--- SOURCE ---
****************************************

I know some of you are thinking, 'Wait a minute, this isn't footprinting! You're directly interacting with their systems!' And you're right.

However… Hiding into the Internet noise Typically, a TCP SYN scan is considered a fingerprinting step (or, as some call it, Active footprinting). But let's hear what Andrew Morris, the GreyNoise founder, says about it: There are three main types of actors and activity: known benign mass scanners such as Shodan, Censys, and Sonar; malicious mass scanners such as Trojans, worms, and botnets; and unknown mass scanners, which is everything else. Most scanning activity falls into this unknown category. Of the millions of IP addresses scanning the Internet, 27 IP addresses are associated with Shodan, 334 IPs with Censys, 56 for Sonar, 145 for NetCraft, 228 for Shadowserver, and 253 IPs for BinaryEdge. In comparison, Grey Noise has tracked 249,000 IP addresses associated with Mirai botnet, 92,000 for SSH worms, and 590,000 compromised residential routers attacking other people. As for the unknown bucket, it isn't always clear what those scanners are doing.

Source: Mapping the Internet, Who’s Who? (Part Three) By Fahmida Y. Rashid Source: Radware TCP scanners activity visualization Thousands of IP addresses scan the internet every day for countless purposes, many of which are legitimate. While TCP SYN scans get logged, organizations simply don't have the resources to distinguish between actual attacks and normal internet traffic. That said, these logs are crucial for attribution after a successful attack.

For this step, we're going to use MASSCAN to scan every IP range we identified. To do this: Check your asn_ranges.txt file is in the current directory. Populate your exclusion file with out of scope IPs from BugCrowd scope. Use a FOR loop to execute MASSCAN on each IP range listed in asn_ranges.txt . Direct the output of each MASSCAN scan to a single file named largescan.dat . Note: The file name largescan.dat is crucial for compatibility with the BIGF00t.sh script we'll use later.

for ip in $(cat asnranges.txt);do masscan -p 1-65535 --rate 10000 $ip --excludefile exclude.txt >> largescan.dat;done Copy

Then go for a walk. A long walk. Masscan will probe 218100480 TCP ports ;). About the Masscan rate, remember two things: Masscan uses a fixed packet sending frequency, unlike Nmap , which adapts its scanning speed based on its network environment. Masscan's speed can have undesirable effects if run from within a corporate network. It is therefore recommended to run Masscan from a VPS directly exposed to the Internet. Using a high scanning speed results in a degradation in the quality of the results, as some open ports may appear closed. Here we set it at 10000p/second, which is stil more faster than Nmap “aggressive mode” and should avoid false negative results. I developed BIGF00T.sh while red teaming RECON on an entire ISP, so please consider it as a PoC.

I needed a quick and easy way to process and triage the MASSCAN output from scanning hundreds of thousand of IPs looking for specific services exposed. While other solutions exist, I wanted something that relied solely on shell scripting, without the complexity of setting up a web server or other infrastructure.

****************************************

--- YOUR TASKS ---
(1) Reproduce the part of the scanning article between "I needed a quick" and "or other infrastructure.", inclusive.
(2) Answer these from the scanning article:
(a) How many IP addresses are linked to Censys?
(b) What single file should every MASSCAN scan write its output to?
(c) What scanning rate is set for Masscan?
The records aren't needed for anything here.

****************************************

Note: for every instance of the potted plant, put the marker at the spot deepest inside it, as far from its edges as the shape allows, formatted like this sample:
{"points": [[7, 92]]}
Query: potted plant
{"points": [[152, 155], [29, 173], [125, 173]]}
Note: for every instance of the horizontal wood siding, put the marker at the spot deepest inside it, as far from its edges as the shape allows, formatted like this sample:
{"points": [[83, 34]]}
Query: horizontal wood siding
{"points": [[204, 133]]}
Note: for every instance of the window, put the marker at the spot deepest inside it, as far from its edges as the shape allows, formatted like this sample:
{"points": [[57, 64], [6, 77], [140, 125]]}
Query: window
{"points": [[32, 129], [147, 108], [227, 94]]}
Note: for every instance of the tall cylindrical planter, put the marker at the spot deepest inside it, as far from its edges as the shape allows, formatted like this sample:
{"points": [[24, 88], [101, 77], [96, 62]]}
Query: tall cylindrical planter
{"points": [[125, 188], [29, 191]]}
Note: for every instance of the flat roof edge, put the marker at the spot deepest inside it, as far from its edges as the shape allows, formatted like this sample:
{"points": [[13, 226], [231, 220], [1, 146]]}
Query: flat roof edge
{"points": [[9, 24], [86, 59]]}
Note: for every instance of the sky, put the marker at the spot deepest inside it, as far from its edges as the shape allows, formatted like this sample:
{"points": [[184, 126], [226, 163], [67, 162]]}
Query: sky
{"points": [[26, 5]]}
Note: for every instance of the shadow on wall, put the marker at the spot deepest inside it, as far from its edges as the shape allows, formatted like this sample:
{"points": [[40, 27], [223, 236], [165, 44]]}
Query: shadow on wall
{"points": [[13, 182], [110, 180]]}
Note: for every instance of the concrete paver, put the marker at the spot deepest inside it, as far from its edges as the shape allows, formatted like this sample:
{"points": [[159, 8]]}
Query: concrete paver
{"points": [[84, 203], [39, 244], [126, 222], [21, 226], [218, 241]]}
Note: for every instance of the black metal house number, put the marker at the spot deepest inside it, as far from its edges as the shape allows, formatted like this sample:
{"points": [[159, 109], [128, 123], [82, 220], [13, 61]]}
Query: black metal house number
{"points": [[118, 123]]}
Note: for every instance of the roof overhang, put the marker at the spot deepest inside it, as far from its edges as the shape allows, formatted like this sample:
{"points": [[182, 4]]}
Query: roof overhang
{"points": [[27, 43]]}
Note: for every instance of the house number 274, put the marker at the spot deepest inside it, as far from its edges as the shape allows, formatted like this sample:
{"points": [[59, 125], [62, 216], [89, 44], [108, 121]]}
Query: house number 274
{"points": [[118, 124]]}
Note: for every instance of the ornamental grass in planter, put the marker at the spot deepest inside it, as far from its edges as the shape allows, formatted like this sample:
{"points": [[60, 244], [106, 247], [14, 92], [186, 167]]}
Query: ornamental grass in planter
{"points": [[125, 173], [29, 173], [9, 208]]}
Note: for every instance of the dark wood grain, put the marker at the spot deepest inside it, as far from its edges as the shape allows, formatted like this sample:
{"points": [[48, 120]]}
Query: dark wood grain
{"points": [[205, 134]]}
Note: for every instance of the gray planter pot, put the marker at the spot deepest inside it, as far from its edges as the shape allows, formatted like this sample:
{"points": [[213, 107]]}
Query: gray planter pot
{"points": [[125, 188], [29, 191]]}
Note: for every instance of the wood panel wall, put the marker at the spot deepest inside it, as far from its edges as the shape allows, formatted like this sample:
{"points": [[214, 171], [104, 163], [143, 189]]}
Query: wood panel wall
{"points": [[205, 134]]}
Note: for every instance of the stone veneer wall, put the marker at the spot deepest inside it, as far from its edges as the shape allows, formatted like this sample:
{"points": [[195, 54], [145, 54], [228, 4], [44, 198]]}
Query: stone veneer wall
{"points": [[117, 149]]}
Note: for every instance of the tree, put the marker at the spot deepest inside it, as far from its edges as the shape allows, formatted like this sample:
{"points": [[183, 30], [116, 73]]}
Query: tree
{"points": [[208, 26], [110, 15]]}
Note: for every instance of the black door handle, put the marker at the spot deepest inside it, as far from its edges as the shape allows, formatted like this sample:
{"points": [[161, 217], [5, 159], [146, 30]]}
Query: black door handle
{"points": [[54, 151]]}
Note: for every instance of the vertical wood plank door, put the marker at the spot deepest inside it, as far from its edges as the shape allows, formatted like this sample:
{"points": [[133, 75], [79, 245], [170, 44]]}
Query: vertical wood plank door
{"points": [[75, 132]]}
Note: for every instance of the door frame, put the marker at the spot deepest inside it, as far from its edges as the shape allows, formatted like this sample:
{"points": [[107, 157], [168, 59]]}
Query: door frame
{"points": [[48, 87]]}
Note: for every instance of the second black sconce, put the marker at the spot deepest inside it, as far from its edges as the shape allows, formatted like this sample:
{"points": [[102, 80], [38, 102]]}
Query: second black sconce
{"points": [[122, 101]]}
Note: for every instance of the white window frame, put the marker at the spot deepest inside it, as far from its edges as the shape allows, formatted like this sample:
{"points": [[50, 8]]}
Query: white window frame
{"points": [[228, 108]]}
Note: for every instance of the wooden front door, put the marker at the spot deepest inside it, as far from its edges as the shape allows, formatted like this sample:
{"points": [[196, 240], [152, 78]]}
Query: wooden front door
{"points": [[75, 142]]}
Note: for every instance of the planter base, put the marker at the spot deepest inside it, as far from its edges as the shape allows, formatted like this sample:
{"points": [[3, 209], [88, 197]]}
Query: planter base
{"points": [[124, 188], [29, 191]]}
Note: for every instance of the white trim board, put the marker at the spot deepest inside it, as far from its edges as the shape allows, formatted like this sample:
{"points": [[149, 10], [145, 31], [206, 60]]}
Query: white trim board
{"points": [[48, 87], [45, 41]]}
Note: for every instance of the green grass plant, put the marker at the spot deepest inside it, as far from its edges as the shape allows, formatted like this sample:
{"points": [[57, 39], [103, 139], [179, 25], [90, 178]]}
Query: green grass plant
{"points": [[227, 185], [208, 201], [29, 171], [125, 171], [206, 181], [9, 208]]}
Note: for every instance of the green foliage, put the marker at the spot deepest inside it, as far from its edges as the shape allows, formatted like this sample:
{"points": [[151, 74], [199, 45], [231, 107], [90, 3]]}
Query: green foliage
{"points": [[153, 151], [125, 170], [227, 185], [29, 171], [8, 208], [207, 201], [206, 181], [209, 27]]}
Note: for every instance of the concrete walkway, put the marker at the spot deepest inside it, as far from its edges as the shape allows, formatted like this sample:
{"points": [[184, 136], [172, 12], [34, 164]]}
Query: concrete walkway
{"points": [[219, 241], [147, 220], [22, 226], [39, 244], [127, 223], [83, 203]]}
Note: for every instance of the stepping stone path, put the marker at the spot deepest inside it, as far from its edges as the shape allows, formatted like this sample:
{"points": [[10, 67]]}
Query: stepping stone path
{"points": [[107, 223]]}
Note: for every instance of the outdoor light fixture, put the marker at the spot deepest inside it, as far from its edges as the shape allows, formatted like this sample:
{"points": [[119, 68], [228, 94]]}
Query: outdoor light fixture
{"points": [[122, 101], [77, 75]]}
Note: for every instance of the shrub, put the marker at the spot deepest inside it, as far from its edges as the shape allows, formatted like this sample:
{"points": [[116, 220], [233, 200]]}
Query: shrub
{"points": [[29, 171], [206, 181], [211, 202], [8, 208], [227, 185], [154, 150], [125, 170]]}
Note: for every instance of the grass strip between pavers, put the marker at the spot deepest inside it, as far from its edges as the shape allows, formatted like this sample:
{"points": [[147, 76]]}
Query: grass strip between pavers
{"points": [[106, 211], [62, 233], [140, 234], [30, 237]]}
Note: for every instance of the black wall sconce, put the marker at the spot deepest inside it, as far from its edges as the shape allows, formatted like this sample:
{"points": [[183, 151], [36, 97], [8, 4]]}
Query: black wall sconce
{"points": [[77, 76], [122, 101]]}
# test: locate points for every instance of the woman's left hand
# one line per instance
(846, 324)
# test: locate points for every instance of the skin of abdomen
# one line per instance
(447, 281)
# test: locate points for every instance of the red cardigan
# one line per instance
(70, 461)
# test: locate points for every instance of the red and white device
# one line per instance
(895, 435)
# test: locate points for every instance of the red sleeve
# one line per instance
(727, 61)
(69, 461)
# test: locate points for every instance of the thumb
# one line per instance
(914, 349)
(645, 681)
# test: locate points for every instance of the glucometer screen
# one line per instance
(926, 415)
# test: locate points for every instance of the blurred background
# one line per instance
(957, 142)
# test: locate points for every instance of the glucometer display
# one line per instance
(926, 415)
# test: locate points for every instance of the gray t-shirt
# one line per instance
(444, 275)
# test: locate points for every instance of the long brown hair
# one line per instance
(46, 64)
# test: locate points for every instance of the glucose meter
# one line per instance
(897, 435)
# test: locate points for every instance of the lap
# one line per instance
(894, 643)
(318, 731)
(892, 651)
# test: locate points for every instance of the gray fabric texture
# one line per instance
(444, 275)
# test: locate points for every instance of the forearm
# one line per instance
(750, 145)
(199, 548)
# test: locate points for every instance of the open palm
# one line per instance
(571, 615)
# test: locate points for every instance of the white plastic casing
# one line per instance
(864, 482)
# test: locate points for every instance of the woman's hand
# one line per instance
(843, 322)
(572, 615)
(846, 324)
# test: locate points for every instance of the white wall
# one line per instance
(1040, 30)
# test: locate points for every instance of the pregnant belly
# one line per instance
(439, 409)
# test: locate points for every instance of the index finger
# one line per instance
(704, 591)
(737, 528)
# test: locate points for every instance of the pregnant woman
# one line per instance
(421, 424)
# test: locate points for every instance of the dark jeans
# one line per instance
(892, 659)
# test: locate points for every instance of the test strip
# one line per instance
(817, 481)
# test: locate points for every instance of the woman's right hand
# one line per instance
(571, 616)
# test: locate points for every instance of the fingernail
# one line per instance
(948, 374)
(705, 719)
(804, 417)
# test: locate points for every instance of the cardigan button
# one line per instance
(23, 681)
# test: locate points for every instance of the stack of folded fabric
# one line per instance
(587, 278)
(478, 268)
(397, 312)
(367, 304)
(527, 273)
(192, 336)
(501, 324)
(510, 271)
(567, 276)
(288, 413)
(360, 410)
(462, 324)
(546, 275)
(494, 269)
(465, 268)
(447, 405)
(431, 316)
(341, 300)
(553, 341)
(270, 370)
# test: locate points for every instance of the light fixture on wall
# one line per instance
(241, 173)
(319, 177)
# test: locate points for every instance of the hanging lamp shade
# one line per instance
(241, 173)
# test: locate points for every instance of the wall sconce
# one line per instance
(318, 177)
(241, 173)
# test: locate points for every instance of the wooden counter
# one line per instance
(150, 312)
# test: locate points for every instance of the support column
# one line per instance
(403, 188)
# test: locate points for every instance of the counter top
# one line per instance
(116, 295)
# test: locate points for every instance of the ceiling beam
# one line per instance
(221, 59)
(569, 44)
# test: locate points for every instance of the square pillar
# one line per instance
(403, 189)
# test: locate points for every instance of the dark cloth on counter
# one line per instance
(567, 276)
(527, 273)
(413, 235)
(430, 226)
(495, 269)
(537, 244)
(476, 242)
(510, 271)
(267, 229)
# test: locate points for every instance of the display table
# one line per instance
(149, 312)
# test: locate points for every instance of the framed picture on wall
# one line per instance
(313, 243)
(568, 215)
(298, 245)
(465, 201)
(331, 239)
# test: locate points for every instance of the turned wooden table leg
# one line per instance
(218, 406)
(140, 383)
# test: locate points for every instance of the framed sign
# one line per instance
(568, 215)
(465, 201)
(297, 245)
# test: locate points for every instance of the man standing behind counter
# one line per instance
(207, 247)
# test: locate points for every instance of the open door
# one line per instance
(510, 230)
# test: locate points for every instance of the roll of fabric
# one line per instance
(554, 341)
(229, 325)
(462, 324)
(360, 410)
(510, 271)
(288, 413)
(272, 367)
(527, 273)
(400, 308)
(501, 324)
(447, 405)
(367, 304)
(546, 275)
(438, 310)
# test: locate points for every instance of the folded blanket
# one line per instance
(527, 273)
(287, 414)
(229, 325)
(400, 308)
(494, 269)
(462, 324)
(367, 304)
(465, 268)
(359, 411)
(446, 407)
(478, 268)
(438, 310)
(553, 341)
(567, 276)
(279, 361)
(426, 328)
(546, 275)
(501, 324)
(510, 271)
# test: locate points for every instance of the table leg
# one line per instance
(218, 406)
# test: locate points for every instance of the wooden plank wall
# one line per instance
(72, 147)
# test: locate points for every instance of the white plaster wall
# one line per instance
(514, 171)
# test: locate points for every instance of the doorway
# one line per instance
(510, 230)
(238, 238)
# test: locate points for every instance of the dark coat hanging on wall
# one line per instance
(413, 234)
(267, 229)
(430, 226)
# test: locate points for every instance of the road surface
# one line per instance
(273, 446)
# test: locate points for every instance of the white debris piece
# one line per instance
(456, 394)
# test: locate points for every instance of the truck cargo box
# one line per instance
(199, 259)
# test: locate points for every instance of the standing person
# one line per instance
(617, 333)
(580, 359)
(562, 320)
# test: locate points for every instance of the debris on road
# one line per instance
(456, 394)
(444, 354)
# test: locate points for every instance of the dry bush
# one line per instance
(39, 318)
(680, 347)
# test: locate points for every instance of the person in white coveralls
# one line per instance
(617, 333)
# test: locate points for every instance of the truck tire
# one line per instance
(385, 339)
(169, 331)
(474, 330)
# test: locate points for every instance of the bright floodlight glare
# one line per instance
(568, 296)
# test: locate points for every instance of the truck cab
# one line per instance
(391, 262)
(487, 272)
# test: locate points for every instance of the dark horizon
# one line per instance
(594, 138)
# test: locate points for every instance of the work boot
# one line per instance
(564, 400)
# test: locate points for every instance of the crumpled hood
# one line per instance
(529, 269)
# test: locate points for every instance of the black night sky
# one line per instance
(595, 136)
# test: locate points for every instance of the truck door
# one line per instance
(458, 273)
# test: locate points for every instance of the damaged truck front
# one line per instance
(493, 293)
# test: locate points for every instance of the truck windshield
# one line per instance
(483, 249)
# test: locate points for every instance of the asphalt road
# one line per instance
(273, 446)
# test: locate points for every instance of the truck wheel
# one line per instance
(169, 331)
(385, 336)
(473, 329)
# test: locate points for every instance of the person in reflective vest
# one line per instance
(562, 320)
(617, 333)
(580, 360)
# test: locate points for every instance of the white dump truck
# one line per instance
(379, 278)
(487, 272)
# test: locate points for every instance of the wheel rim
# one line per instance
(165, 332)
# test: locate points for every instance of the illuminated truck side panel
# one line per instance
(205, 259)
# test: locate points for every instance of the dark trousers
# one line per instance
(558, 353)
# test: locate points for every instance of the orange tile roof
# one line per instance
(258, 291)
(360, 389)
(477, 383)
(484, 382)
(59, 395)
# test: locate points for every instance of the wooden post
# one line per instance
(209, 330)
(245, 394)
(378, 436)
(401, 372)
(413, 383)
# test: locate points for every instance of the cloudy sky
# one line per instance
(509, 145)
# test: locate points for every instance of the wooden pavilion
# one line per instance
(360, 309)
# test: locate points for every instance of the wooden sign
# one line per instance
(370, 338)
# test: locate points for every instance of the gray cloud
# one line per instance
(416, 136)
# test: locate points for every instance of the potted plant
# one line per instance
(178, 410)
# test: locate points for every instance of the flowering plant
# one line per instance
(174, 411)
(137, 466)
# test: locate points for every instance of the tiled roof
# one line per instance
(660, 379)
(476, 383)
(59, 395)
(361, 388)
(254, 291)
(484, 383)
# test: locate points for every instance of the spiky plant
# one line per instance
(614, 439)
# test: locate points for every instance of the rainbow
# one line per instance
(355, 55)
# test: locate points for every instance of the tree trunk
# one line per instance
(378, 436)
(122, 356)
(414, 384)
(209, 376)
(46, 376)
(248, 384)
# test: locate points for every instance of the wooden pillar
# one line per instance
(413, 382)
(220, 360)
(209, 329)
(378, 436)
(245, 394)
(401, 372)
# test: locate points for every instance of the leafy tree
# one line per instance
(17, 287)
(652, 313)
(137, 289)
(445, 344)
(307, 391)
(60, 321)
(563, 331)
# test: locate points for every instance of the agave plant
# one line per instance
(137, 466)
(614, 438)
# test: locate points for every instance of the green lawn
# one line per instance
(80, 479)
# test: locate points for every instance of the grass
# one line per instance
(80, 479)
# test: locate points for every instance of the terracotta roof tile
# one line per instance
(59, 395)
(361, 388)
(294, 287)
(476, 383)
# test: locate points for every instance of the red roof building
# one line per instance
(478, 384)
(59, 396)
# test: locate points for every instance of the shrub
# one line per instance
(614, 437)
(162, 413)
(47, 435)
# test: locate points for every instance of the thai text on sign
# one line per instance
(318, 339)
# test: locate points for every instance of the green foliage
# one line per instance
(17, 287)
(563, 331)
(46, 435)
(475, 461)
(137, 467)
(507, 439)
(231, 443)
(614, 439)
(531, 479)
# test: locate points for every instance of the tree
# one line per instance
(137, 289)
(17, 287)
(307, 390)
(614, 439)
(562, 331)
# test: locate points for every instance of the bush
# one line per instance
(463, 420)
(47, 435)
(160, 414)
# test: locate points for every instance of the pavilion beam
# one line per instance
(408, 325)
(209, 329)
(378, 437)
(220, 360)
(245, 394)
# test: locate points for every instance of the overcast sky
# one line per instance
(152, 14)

****************************************

--- FULL SOLUTIONS ---
(1)
I needed a quick and easy way to process and triage the MASSCAN output from scanning hundreds of thousand of IPs looking for specific services exposed. While other solutions exist, I wanted something that relied solely on shell scripting, without the complexity of setting up a web server or other infrastructure.

(2)
(a) 334
(b) largescan.dat
(c) 10000 packets per second